### Work request
From the entries below, please gather each line containing the string "girl".

[Records from a dataset]

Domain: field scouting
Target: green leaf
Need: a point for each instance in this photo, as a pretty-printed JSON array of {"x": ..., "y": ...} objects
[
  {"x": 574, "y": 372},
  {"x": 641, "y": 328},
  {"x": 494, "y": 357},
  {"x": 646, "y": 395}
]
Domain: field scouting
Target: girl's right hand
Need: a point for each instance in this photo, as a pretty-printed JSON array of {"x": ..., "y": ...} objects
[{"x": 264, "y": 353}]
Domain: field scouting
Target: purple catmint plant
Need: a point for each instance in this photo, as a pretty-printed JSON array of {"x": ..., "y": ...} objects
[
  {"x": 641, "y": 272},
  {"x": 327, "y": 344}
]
---
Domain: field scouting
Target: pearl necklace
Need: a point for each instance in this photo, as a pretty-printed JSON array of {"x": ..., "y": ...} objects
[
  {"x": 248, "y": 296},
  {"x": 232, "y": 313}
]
* * *
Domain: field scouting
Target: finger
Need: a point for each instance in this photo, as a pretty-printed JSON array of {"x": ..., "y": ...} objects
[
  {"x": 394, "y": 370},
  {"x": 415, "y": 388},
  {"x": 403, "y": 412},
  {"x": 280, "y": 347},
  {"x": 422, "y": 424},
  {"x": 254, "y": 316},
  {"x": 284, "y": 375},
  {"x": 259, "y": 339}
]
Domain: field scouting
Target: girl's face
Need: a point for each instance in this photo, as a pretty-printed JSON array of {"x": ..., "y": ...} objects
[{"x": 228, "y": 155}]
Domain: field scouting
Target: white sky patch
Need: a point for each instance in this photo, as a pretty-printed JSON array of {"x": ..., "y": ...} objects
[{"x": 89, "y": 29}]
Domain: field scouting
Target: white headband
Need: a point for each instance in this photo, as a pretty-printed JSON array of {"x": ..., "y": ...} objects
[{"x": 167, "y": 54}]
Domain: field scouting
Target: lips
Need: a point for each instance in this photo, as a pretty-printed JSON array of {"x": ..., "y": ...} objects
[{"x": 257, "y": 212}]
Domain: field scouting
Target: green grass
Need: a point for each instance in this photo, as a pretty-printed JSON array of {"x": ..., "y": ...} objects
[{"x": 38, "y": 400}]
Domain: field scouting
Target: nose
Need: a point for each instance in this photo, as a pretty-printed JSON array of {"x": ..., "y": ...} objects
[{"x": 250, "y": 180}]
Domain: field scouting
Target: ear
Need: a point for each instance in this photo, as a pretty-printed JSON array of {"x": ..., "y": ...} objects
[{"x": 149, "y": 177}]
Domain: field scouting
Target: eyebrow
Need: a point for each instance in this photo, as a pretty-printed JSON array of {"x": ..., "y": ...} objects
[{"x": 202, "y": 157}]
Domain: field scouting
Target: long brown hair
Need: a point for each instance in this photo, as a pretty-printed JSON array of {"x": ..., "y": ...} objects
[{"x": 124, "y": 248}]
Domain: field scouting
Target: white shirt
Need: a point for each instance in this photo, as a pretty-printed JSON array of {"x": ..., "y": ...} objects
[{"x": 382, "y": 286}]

### Completed exercise
Target: girl's right hand
Target: girl's face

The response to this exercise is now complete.